(Excerpts from a point labeling dataset)
******************************
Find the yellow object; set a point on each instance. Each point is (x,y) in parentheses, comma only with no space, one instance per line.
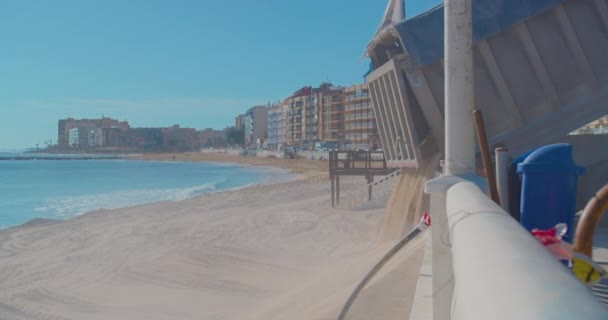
(587,270)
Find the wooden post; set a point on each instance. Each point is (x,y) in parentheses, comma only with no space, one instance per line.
(338,189)
(370,179)
(332,155)
(485,155)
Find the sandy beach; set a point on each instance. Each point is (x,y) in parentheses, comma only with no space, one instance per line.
(264,252)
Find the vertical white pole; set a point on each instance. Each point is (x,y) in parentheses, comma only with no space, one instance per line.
******************************
PROBLEM DETAILS:
Render every line of the records above as a JSON list of strings, one string per line, with blank lines left out. Leave the pictures out of the answer.

CORRECT RESULT:
[
  "Find the yellow object; set a point on each instance. Each point is (x,y) in parentheses, comma only with no space, one instance per line.",
  "(587,270)",
  "Find the wooden post; set a point on each instance. Each point is (x,y) in parentheses, comma only with no space, one instance per line.",
  "(338,189)",
  "(370,179)",
  "(332,155)",
  "(485,155)",
  "Find the sandy beach; set a point on each instance. Each point is (x,y) in parentheses, comma only with no space, one instance per line.",
  "(264,252)",
  "Find the vertical white pole; set a point on each instance. Each point is (x,y) in parentheses, comma only with no space, one instance per line."
]